**Information shown:**
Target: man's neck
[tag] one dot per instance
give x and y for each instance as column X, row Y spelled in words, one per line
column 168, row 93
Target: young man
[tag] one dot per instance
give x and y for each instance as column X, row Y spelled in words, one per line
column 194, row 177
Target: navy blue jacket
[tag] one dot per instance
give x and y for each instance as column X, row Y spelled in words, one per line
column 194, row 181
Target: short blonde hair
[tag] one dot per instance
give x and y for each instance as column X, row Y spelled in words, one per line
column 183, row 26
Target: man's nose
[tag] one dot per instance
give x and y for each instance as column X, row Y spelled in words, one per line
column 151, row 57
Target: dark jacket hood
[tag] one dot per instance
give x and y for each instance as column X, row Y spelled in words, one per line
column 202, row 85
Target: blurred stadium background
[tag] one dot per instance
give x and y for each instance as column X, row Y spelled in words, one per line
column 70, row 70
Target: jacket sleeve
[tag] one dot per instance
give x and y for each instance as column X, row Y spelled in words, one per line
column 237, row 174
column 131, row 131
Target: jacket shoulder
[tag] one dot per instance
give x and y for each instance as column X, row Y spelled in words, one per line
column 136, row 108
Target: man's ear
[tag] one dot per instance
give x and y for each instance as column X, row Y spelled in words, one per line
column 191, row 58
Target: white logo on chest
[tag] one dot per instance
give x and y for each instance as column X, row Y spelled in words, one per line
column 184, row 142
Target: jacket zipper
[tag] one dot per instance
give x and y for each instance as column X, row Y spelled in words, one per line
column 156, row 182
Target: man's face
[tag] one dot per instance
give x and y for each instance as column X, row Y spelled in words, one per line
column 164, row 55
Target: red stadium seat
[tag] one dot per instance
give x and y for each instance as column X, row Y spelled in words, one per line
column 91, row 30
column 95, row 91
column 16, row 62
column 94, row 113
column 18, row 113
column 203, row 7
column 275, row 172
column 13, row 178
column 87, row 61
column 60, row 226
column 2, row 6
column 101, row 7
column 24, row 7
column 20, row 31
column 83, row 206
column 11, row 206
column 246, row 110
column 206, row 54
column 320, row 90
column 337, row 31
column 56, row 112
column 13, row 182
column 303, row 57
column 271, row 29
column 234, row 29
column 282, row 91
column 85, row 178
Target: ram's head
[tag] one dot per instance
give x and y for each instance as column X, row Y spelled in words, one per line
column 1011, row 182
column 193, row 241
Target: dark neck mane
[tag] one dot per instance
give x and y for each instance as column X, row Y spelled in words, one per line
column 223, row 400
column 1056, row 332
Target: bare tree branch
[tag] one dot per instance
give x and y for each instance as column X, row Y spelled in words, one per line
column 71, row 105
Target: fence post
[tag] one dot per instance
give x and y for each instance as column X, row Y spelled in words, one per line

**Work instructions:**
Restate the data exactly, keeping every line intact.

**Task output:**
Target: man's neck
[tag] one dot per instance
give x and y for each instance as column X, row Y spelled in words, one per line
column 168, row 93
Target: young man
[tag] one dot per instance
give x and y for each instance as column X, row Y spelled in words, one per line
column 194, row 177
Target: navy blue jacket
[tag] one dot per instance
give x and y for each instance as column X, row Y spelled in words, one per line
column 194, row 181
Target: short blonde hair
[tag] one dot per instance
give x and y for each instance as column X, row Y spelled in words, one per line
column 183, row 26
Target: man's nose
[tag] one dot per instance
give x and y for each instance as column X, row Y spelled in words, one per line
column 151, row 57
Target: dark jacket hood
[tag] one dot per instance
give x and y for each instance as column X, row Y spelled in words, one per line
column 202, row 85
Target: blurred stadium background
[tag] one dot per instance
give x and y for each instance as column X, row Y spelled in words, one per line
column 70, row 70
Target: jacket sleeve
[tag] one dot per instance
give x and y for each instance as column X, row Y spelled in words, one per line
column 237, row 174
column 131, row 131
Target: jacket shoulder
[tag] one dot per instance
give x and y for each instance as column X, row Y spelled in words, one per line
column 136, row 108
Target: man's ear
[tag] one dot per instance
give x and y for each instance as column X, row Y spelled in words, one per line
column 191, row 58
Target: white logo on chest
[tag] one dot per instance
give x and y for each instance as column X, row Y spelled in words, one per line
column 184, row 142
Target: jacket zipper
[tag] one dot per instance
give x and y for each instance as column X, row Y spelled in words, one per line
column 156, row 182
Target: man's face
[tag] one dot per instance
give x and y for each instance as column X, row Y spelled in words, one per line
column 164, row 55
Target: red stadium seat
[tag] one dot per instance
give x and y for each instance as column X, row Y spelled in words, one per line
column 91, row 30
column 95, row 91
column 16, row 62
column 94, row 113
column 18, row 113
column 203, row 7
column 275, row 172
column 13, row 178
column 87, row 61
column 60, row 226
column 2, row 6
column 101, row 7
column 24, row 7
column 20, row 31
column 83, row 206
column 11, row 206
column 246, row 110
column 206, row 54
column 320, row 90
column 337, row 31
column 56, row 112
column 13, row 182
column 303, row 57
column 271, row 29
column 234, row 29
column 282, row 91
column 85, row 178
Target: ram's head
[tag] one dot per instance
give x and y for each instance as column X, row Y spelled in words, one per line
column 1011, row 182
column 193, row 241
Target: dark neck mane
[tag] one dot per instance
give x and y for each instance as column X, row Y spelled in words, one per line
column 223, row 400
column 1056, row 332
Target: bare tree branch
[tag] one dot per instance
give x and y for each instance as column X, row Y spelled in words, one per line
column 71, row 105
Target: fence post
[tag] one dot per instance
give x and y for each instance as column X, row Y spelled in words, one per line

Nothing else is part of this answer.